EXCERPT TO READ

[BEGIN]

During the week I attended a lecture at my old university on the meaning of the Russian Revolution today, 100 years on from Red October. The lecturer, Mark Edele, gave an entertaining and insightful talk to perhaps 600 guests, some alumni, some students, some dignitaries associated with the large philanthropic donation that had enabled the creation of the professorship, of which this was the ceremonial inaugural lecture.
The event was not without some pain or embarrassment for me since I had a year or more ago applied for a job as one of the new lectureships in History at the University of Melbourne, created by this gift from the Hansen Trust, and meant to be dedicated to improving the teaching and public engagement of history. Here was the professor appointed in that batch, alongside a number of lecturers whose experience in the world outside the academy was not exceptional. Here was the living example of the path I did not take, and that still mourn, but which despite my brief hopes in the winter of 2016, I will not ever be able to return to.
While there was mingling offered with drinks and nibblies before the event, I took myself to one side and wrote down some reflections on my day, which had seen rejection for one job, and an interview, despite expecting rejection, for another. It made me recall the note I had written to the former head of the History Department, as I sought to return there over a year ago: advice for a prodigal son. But wandering I would remain. I scanned the faces of the minglers, and saw no-one I could recall, except one faded peter pan, with unruly hair and modest clothes, who I remembered as a tutor from my university days.
The lecture itself provided a stimulating account of the many processes of revolution, civil war and breakdown of authority that constituted the events of the Russian Revolution. I learned of the new scholarly account of the revolution as an event that spanned the years 1916 to 1923 and all regions of the vast Russian empire, not only the familiar events of Red Petrograd.
Indeed, before this lecture I had not realised the significance of the containment of the imperial breakdown, with revolts across Central Asia, the Caucasus and European Russia, by Lenin thorough a structure of federated soviet republics, based on frustrated national identities. I had read indifferently of the discussion of the nationalities question, but had not realised its significance. Indeed, it was a principal dispute between the old Bolsheviks, Lenin and Stalin (pictured in the featured photograph from 1919, source, wikipedia). Lenin’s view prevailed. He sealed the imperial breakdown in amber, despite Stalin’s objections. In doing so, Edele pointed out, he left what Vladimir Putin described as a “time-bomb” in the constitution of the Soviet Union. The time bomb duly exploded after 1989.
Edele spoke about the conflicting views of historians of Red October as a coup or a popular revolt. It was, I guess I would summarise his view, as a coup with the backing of the power of the radicalised crowds on the streets. Edele seemed less critical of the Bolsheviks as cynical manipulators of this radicalised crowd, compared to the account of paid demonstrators, funded by German money, orchestrated through the German agent, Lenin, that appears in McMeekin’s recent account of the Russian Revolution, which I read a short time ago.

[END]

REQUIRED TASK
Using the text about the Russian Revolution lecture, decide whether each statement agrees with it: (a) the lecture drew about 600 guests; (b) in the dispute over the nationalities question, Stalin's view won out over Lenin's; (c) the new scholarly account limits the revolution to events in Petrograd. Answer yes or no for each, and quote the words of the text that decide it. Rely only on the text above when answering.

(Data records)
[BEGIN]

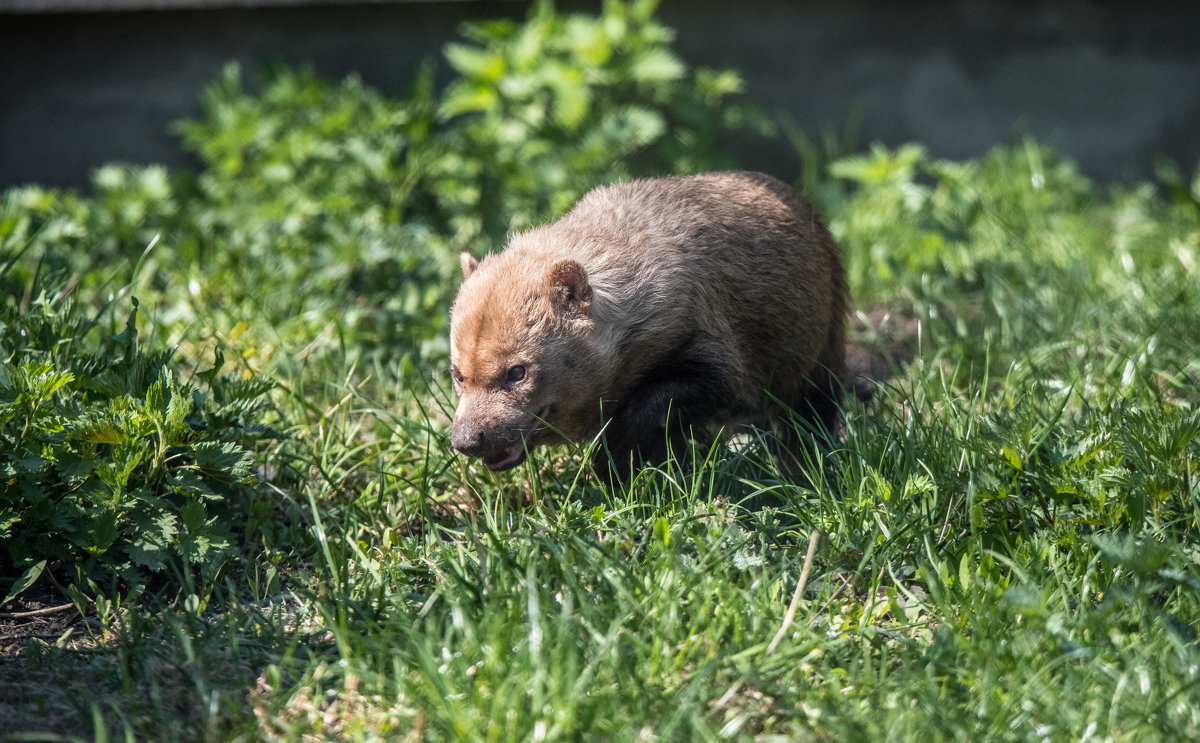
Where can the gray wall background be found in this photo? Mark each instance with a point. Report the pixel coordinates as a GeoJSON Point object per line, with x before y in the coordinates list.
{"type": "Point", "coordinates": [1110, 84]}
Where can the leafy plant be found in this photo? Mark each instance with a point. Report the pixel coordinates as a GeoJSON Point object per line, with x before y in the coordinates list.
{"type": "Point", "coordinates": [113, 469]}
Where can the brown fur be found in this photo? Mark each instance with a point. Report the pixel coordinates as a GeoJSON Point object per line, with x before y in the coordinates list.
{"type": "Point", "coordinates": [652, 307]}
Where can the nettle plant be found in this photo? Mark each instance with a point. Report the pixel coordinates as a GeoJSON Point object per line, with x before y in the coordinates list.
{"type": "Point", "coordinates": [115, 474]}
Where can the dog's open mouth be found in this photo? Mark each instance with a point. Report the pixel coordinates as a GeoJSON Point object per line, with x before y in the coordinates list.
{"type": "Point", "coordinates": [505, 460]}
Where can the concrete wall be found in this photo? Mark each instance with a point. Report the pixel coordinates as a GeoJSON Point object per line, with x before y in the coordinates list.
{"type": "Point", "coordinates": [1111, 84]}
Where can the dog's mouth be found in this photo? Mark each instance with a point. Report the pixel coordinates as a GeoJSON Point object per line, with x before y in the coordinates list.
{"type": "Point", "coordinates": [511, 456]}
{"type": "Point", "coordinates": [507, 459]}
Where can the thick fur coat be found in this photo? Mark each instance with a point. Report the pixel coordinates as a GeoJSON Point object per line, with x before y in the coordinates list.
{"type": "Point", "coordinates": [653, 310]}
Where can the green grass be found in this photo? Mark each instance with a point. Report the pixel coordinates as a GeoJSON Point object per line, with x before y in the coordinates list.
{"type": "Point", "coordinates": [1008, 527]}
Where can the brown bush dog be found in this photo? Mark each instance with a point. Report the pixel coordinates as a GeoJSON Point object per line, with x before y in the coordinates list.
{"type": "Point", "coordinates": [653, 309]}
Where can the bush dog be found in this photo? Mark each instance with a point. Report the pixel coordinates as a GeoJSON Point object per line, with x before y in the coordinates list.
{"type": "Point", "coordinates": [654, 310]}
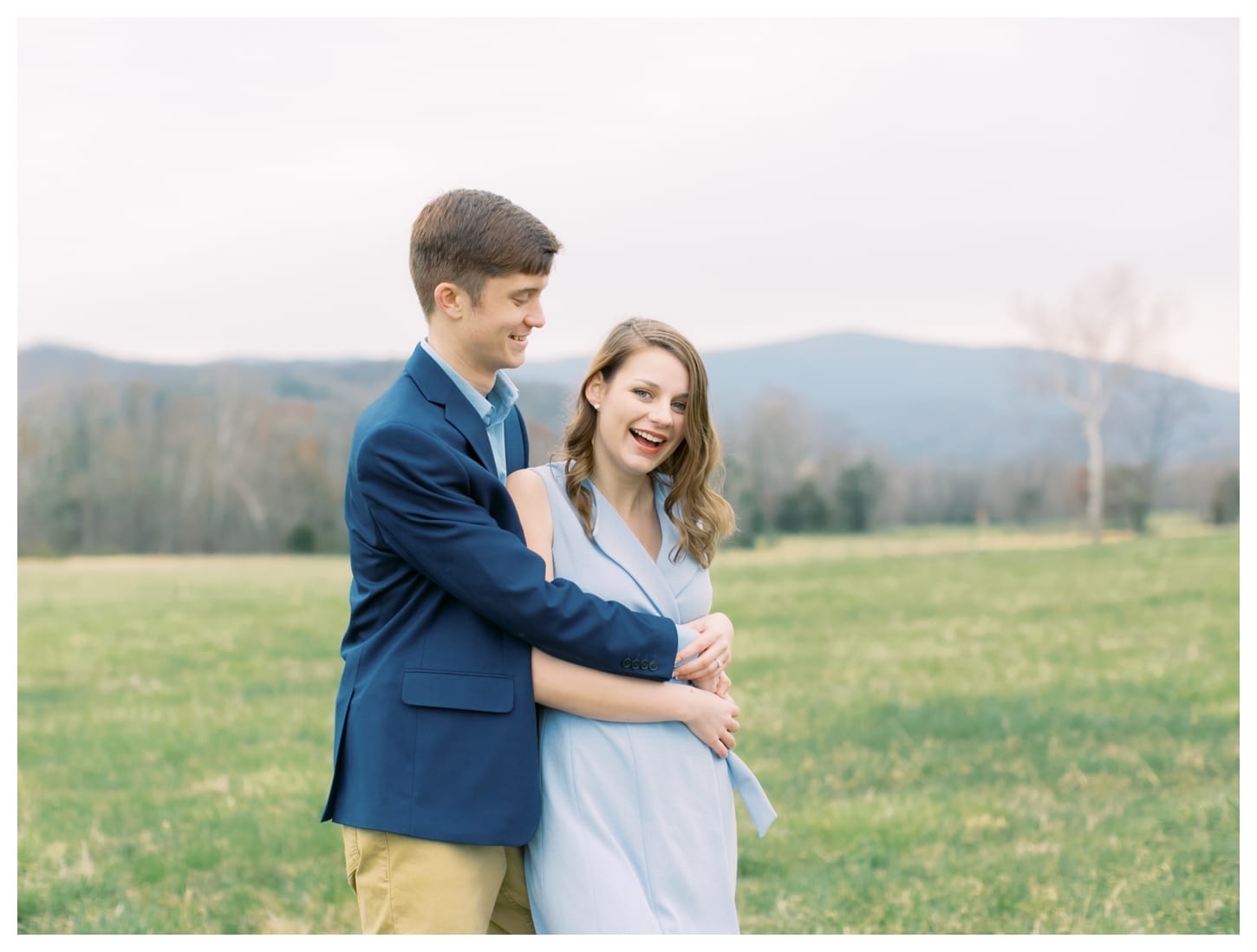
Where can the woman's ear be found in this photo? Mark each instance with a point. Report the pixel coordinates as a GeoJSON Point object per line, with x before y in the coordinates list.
{"type": "Point", "coordinates": [595, 390]}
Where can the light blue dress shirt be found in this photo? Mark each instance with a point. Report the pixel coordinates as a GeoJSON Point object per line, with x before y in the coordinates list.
{"type": "Point", "coordinates": [492, 410]}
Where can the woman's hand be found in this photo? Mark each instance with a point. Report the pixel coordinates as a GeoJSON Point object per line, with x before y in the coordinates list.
{"type": "Point", "coordinates": [713, 720]}
{"type": "Point", "coordinates": [710, 652]}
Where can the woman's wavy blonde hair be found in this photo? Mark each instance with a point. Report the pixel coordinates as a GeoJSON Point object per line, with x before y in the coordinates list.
{"type": "Point", "coordinates": [701, 516]}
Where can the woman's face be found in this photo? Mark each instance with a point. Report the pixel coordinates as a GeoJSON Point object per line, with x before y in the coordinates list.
{"type": "Point", "coordinates": [642, 421]}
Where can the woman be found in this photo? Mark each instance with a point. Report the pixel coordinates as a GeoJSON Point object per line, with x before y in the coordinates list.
{"type": "Point", "coordinates": [637, 831]}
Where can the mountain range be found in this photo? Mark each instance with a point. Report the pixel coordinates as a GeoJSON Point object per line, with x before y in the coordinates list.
{"type": "Point", "coordinates": [907, 401]}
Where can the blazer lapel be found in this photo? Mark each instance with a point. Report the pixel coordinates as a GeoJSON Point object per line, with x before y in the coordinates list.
{"type": "Point", "coordinates": [436, 387]}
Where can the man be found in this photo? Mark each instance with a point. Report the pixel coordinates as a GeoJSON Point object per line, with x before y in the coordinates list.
{"type": "Point", "coordinates": [435, 750]}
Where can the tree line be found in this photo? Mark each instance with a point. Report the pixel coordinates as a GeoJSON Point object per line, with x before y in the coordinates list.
{"type": "Point", "coordinates": [137, 466]}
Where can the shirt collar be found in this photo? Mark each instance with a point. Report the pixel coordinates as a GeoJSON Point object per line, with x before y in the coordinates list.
{"type": "Point", "coordinates": [492, 409]}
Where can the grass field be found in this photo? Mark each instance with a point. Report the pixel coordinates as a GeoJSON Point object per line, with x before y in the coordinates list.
{"type": "Point", "coordinates": [958, 737]}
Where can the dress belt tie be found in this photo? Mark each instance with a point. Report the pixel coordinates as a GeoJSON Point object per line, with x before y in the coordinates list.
{"type": "Point", "coordinates": [752, 793]}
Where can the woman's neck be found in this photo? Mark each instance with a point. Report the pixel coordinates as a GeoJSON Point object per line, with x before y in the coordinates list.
{"type": "Point", "coordinates": [628, 493]}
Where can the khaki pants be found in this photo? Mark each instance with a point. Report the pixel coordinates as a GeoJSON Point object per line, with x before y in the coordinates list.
{"type": "Point", "coordinates": [411, 885]}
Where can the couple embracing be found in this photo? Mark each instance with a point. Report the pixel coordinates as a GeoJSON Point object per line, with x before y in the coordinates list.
{"type": "Point", "coordinates": [533, 729]}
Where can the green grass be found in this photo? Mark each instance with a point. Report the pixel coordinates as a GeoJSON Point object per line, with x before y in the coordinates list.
{"type": "Point", "coordinates": [974, 741]}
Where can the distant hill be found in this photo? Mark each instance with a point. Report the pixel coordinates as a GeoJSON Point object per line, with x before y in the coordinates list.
{"type": "Point", "coordinates": [904, 400]}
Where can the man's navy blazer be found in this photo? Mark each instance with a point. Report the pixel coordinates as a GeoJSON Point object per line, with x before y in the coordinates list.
{"type": "Point", "coordinates": [435, 721]}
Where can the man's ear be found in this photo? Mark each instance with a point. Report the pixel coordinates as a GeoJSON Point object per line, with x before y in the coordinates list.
{"type": "Point", "coordinates": [450, 299]}
{"type": "Point", "coordinates": [595, 390]}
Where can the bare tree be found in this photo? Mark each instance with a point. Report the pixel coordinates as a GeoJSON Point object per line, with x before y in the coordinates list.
{"type": "Point", "coordinates": [1090, 345]}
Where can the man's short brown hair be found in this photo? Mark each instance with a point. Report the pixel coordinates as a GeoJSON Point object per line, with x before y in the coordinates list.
{"type": "Point", "coordinates": [468, 235]}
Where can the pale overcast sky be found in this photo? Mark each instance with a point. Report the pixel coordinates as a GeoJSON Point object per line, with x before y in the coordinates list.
{"type": "Point", "coordinates": [196, 189]}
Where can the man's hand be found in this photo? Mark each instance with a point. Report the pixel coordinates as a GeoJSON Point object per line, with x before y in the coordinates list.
{"type": "Point", "coordinates": [710, 652]}
{"type": "Point", "coordinates": [718, 686]}
{"type": "Point", "coordinates": [713, 720]}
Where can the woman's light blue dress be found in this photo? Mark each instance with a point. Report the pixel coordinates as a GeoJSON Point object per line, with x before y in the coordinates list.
{"type": "Point", "coordinates": [637, 831]}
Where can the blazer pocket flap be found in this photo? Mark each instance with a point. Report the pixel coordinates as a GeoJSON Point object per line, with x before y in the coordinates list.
{"type": "Point", "coordinates": [493, 693]}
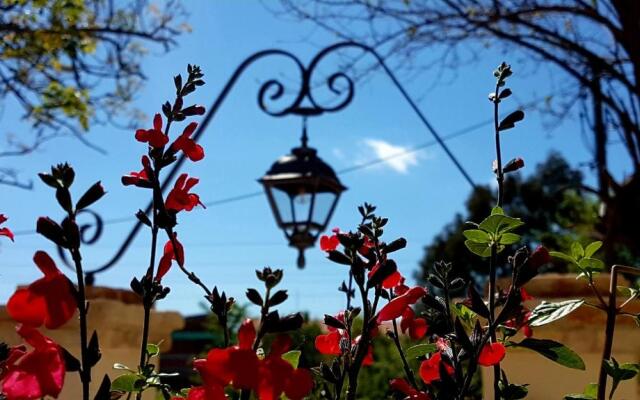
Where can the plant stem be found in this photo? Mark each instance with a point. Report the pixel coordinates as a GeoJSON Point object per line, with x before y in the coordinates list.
{"type": "Point", "coordinates": [85, 371]}
{"type": "Point", "coordinates": [493, 259]}
{"type": "Point", "coordinates": [407, 370]}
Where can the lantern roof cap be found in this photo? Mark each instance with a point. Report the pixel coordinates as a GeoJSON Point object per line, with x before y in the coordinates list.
{"type": "Point", "coordinates": [303, 162]}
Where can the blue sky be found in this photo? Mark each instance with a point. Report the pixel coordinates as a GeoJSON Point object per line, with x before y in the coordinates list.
{"type": "Point", "coordinates": [224, 244]}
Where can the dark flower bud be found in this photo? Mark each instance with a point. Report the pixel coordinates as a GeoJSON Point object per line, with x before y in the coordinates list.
{"type": "Point", "coordinates": [254, 297]}
{"type": "Point", "coordinates": [93, 194]}
{"type": "Point", "coordinates": [278, 298]}
{"type": "Point", "coordinates": [142, 217]}
{"type": "Point", "coordinates": [396, 245]}
{"type": "Point", "coordinates": [136, 286]}
{"type": "Point", "coordinates": [383, 272]}
{"type": "Point", "coordinates": [290, 322]}
{"type": "Point", "coordinates": [270, 277]}
{"type": "Point", "coordinates": [513, 165]}
{"type": "Point", "coordinates": [64, 199]}
{"type": "Point", "coordinates": [333, 322]}
{"type": "Point", "coordinates": [61, 176]}
{"type": "Point", "coordinates": [52, 231]}
{"type": "Point", "coordinates": [71, 232]}
{"type": "Point", "coordinates": [339, 257]}
{"type": "Point", "coordinates": [65, 174]}
{"type": "Point", "coordinates": [49, 180]}
{"type": "Point", "coordinates": [194, 110]}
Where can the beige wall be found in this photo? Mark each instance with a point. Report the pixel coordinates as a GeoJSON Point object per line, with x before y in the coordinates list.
{"type": "Point", "coordinates": [119, 326]}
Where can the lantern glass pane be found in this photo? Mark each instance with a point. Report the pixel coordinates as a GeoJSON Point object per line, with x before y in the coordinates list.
{"type": "Point", "coordinates": [283, 202]}
{"type": "Point", "coordinates": [302, 203]}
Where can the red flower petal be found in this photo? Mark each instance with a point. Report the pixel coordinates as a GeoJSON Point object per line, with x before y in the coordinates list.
{"type": "Point", "coordinates": [48, 301]}
{"type": "Point", "coordinates": [491, 354]}
{"type": "Point", "coordinates": [329, 344]}
{"type": "Point", "coordinates": [418, 328]}
{"type": "Point", "coordinates": [398, 305]}
{"type": "Point", "coordinates": [38, 373]}
{"type": "Point", "coordinates": [329, 243]}
{"type": "Point", "coordinates": [157, 122]}
{"type": "Point", "coordinates": [246, 334]}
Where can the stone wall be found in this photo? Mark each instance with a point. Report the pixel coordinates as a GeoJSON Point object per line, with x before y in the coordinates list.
{"type": "Point", "coordinates": [117, 317]}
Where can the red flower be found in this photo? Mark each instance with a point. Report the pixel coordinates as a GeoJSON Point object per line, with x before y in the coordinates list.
{"type": "Point", "coordinates": [396, 307]}
{"type": "Point", "coordinates": [36, 374]}
{"type": "Point", "coordinates": [168, 255]}
{"type": "Point", "coordinates": [329, 344]}
{"type": "Point", "coordinates": [5, 231]}
{"type": "Point", "coordinates": [153, 136]}
{"type": "Point", "coordinates": [140, 179]}
{"type": "Point", "coordinates": [179, 198]}
{"type": "Point", "coordinates": [402, 386]}
{"type": "Point", "coordinates": [49, 300]}
{"type": "Point", "coordinates": [329, 243]}
{"type": "Point", "coordinates": [430, 369]}
{"type": "Point", "coordinates": [391, 281]}
{"type": "Point", "coordinates": [417, 326]}
{"type": "Point", "coordinates": [491, 354]}
{"type": "Point", "coordinates": [239, 366]}
{"type": "Point", "coordinates": [366, 246]}
{"type": "Point", "coordinates": [189, 147]}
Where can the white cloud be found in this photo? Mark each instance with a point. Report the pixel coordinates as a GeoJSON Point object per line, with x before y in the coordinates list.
{"type": "Point", "coordinates": [398, 158]}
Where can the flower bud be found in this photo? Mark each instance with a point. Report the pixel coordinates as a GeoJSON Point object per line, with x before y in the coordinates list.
{"type": "Point", "coordinates": [513, 165]}
{"type": "Point", "coordinates": [93, 194]}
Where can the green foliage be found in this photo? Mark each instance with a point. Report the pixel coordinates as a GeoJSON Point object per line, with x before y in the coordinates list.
{"type": "Point", "coordinates": [590, 393]}
{"type": "Point", "coordinates": [620, 372]}
{"type": "Point", "coordinates": [554, 351]}
{"type": "Point", "coordinates": [546, 312]}
{"type": "Point", "coordinates": [495, 229]}
{"type": "Point", "coordinates": [53, 52]}
{"type": "Point", "coordinates": [582, 259]}
{"type": "Point", "coordinates": [556, 211]}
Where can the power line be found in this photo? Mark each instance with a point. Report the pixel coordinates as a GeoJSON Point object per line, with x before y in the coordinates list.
{"type": "Point", "coordinates": [353, 168]}
{"type": "Point", "coordinates": [414, 149]}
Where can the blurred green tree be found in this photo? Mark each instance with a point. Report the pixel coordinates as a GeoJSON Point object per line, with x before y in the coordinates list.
{"type": "Point", "coordinates": [551, 200]}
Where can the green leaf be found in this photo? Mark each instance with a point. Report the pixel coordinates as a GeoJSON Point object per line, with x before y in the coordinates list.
{"type": "Point", "coordinates": [497, 211]}
{"type": "Point", "coordinates": [153, 349]}
{"type": "Point", "coordinates": [420, 350]}
{"type": "Point", "coordinates": [481, 249]}
{"type": "Point", "coordinates": [499, 223]}
{"type": "Point", "coordinates": [577, 251]}
{"type": "Point", "coordinates": [128, 383]}
{"type": "Point", "coordinates": [564, 257]}
{"type": "Point", "coordinates": [546, 312]}
{"type": "Point", "coordinates": [554, 351]}
{"type": "Point", "coordinates": [466, 315]}
{"type": "Point", "coordinates": [592, 248]}
{"type": "Point", "coordinates": [509, 238]}
{"type": "Point", "coordinates": [292, 357]}
{"type": "Point", "coordinates": [627, 291]}
{"type": "Point", "coordinates": [476, 235]}
{"type": "Point", "coordinates": [591, 264]}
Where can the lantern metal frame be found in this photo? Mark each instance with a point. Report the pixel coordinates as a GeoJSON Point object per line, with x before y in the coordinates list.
{"type": "Point", "coordinates": [302, 168]}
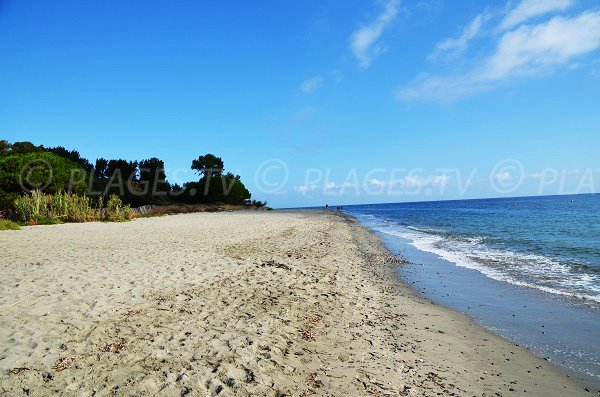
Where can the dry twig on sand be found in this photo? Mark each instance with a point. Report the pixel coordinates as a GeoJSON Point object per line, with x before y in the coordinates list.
{"type": "Point", "coordinates": [65, 362]}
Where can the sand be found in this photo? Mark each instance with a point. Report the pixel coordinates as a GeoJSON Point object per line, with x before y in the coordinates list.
{"type": "Point", "coordinates": [241, 303]}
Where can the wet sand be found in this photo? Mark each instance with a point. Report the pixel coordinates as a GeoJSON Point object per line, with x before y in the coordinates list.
{"type": "Point", "coordinates": [241, 303]}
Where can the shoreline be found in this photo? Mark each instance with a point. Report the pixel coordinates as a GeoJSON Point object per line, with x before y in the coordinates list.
{"type": "Point", "coordinates": [404, 288]}
{"type": "Point", "coordinates": [274, 303]}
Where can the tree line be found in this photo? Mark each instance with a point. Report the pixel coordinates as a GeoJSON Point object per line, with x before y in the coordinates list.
{"type": "Point", "coordinates": [25, 167]}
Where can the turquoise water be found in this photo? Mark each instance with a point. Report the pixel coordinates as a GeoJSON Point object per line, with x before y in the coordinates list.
{"type": "Point", "coordinates": [550, 243]}
{"type": "Point", "coordinates": [527, 268]}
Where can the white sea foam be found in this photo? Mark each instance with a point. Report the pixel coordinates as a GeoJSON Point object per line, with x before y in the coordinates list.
{"type": "Point", "coordinates": [527, 270]}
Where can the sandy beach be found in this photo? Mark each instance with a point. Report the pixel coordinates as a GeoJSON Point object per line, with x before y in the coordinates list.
{"type": "Point", "coordinates": [239, 303]}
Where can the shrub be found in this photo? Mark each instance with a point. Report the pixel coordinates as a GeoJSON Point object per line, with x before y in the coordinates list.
{"type": "Point", "coordinates": [8, 225]}
{"type": "Point", "coordinates": [45, 209]}
{"type": "Point", "coordinates": [115, 211]}
{"type": "Point", "coordinates": [30, 208]}
{"type": "Point", "coordinates": [37, 169]}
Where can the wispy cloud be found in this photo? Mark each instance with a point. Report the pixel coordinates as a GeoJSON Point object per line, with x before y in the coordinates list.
{"type": "Point", "coordinates": [411, 182]}
{"type": "Point", "coordinates": [304, 189]}
{"type": "Point", "coordinates": [363, 41]}
{"type": "Point", "coordinates": [311, 85]}
{"type": "Point", "coordinates": [457, 45]}
{"type": "Point", "coordinates": [524, 51]}
{"type": "Point", "coordinates": [528, 9]}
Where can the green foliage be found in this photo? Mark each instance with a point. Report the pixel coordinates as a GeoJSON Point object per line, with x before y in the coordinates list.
{"type": "Point", "coordinates": [226, 189]}
{"type": "Point", "coordinates": [25, 167]}
{"type": "Point", "coordinates": [42, 209]}
{"type": "Point", "coordinates": [40, 170]}
{"type": "Point", "coordinates": [208, 165]}
{"type": "Point", "coordinates": [115, 211]}
{"type": "Point", "coordinates": [8, 225]}
{"type": "Point", "coordinates": [154, 181]}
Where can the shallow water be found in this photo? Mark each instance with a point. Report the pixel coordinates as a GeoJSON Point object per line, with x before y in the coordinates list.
{"type": "Point", "coordinates": [527, 268]}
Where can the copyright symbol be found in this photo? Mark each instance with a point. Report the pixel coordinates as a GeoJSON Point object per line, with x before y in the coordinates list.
{"type": "Point", "coordinates": [507, 175]}
{"type": "Point", "coordinates": [271, 176]}
{"type": "Point", "coordinates": [35, 175]}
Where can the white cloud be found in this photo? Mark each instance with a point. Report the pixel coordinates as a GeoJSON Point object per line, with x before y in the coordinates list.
{"type": "Point", "coordinates": [460, 44]}
{"type": "Point", "coordinates": [531, 48]}
{"type": "Point", "coordinates": [527, 50]}
{"type": "Point", "coordinates": [504, 176]}
{"type": "Point", "coordinates": [311, 85]}
{"type": "Point", "coordinates": [303, 189]}
{"type": "Point", "coordinates": [528, 9]}
{"type": "Point", "coordinates": [412, 182]}
{"type": "Point", "coordinates": [363, 41]}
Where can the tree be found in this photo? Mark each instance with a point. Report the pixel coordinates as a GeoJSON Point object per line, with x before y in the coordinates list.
{"type": "Point", "coordinates": [208, 165]}
{"type": "Point", "coordinates": [4, 148]}
{"type": "Point", "coordinates": [101, 169]}
{"type": "Point", "coordinates": [72, 155]}
{"type": "Point", "coordinates": [24, 148]}
{"type": "Point", "coordinates": [20, 173]}
{"type": "Point", "coordinates": [152, 174]}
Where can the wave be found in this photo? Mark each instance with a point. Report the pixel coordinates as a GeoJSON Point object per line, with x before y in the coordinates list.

[END]

SOLUTION TO THE EXERCISE
(a) Yes: "perhaps 600 guests"
(b) No: "Lenin’s view prevailed."
(c) No: "spanned the years 1916 to 1923 and all regions of the vast Russian empire, not only the familiar events of Red Petrograd"